# LISTED ENTRIES
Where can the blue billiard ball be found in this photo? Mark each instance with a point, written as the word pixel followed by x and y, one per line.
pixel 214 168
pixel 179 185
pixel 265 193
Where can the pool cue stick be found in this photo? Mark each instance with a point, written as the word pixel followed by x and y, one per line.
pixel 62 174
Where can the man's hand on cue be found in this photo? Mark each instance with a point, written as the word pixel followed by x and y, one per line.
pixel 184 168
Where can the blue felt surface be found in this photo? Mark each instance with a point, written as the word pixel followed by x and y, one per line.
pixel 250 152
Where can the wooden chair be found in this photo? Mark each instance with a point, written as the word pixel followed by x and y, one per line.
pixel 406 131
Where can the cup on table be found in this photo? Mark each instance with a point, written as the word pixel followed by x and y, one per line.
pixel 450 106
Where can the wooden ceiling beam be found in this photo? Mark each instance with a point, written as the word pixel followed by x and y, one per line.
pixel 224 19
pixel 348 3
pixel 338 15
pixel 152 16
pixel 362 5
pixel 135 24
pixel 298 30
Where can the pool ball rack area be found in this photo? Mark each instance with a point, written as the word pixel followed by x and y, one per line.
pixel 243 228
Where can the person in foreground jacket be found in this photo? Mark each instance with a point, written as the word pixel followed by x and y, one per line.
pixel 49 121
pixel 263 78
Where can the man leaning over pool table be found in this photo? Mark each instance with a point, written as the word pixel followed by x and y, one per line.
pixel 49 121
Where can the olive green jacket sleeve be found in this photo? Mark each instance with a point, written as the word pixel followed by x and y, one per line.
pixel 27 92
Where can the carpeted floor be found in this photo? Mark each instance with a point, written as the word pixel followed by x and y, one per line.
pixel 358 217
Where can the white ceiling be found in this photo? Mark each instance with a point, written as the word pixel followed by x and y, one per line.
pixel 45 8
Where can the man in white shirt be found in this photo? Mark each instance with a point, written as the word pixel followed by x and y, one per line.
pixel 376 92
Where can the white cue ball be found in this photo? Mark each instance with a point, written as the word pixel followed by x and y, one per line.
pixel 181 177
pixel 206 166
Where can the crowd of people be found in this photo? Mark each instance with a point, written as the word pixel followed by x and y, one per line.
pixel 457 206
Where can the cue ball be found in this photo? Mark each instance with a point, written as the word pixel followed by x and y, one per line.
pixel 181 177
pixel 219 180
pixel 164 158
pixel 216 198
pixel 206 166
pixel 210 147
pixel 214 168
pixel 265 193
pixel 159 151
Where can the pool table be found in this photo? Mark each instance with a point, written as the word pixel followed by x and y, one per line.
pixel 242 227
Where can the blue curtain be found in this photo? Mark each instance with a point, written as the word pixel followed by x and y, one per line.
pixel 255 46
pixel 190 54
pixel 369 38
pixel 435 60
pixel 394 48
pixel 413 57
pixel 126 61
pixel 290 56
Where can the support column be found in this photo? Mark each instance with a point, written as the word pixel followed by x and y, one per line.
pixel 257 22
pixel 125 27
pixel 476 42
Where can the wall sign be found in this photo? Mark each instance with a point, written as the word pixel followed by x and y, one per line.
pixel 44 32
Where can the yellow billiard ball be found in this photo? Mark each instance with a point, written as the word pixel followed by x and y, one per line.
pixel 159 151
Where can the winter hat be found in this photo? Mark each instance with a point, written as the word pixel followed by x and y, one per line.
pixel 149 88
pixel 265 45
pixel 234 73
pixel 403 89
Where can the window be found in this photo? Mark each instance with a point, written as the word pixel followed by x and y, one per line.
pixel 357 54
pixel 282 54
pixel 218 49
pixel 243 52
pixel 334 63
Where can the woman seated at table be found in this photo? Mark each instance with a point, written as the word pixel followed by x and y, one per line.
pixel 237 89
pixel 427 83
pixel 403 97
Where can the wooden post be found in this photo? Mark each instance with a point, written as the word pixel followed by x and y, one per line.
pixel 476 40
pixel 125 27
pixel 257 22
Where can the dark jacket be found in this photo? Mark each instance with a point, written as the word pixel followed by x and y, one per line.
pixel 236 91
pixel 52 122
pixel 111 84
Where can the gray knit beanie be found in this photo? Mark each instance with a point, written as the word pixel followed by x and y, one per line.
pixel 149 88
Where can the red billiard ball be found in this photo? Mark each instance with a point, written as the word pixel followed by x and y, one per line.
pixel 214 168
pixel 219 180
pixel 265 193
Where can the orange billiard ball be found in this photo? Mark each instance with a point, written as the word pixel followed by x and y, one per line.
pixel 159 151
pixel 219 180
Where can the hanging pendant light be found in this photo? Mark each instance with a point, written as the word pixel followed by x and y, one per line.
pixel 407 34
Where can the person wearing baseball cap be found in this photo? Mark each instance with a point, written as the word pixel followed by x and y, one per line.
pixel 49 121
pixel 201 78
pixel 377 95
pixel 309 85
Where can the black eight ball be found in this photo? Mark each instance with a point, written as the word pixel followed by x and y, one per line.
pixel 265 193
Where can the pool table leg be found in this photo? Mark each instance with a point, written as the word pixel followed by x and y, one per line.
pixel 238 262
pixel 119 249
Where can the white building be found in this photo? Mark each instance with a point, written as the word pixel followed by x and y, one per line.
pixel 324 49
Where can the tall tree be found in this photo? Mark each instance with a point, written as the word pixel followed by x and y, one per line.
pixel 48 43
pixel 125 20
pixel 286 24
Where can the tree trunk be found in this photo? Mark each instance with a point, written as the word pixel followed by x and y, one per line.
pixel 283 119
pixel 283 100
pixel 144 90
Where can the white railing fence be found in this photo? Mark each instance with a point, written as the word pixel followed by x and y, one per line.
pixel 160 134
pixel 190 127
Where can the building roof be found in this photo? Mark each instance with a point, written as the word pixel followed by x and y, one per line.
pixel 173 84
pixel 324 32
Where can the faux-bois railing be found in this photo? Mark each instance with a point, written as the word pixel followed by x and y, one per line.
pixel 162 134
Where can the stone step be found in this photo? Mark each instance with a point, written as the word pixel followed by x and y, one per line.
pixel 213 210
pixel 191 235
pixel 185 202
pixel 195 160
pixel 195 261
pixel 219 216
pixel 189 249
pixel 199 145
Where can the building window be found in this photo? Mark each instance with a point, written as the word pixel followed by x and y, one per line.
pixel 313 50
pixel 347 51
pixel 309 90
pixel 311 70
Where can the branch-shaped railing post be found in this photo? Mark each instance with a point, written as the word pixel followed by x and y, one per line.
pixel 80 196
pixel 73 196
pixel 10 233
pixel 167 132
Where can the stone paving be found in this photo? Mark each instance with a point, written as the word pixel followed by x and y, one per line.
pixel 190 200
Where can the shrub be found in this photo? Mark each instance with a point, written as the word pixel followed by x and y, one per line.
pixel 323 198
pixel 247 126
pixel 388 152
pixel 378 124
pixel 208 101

# WORK TO BE COMPLETED
Reproduce the lines verbatim, starting at the line containing "Where can the stone step" and ending after the line containing "pixel 167 132".

# ANSWER TO THIS TASK
Where can the stone step be found in this photo? Mark each instance with a point, written as the word pixel followed by x and y, one per line.
pixel 213 210
pixel 191 235
pixel 185 202
pixel 195 160
pixel 195 261
pixel 219 216
pixel 189 249
pixel 199 145
Where can the building window be found in this photo? Mark each instance with a point, written as the word pixel followed by x and y, one per line.
pixel 313 50
pixel 347 51
pixel 309 90
pixel 311 70
Where can the branch-shaped railing post be found in this photo? Mark each instance with a point, written as the word pixel followed by x and y, one per line.
pixel 80 196
pixel 73 196
pixel 10 233
pixel 167 132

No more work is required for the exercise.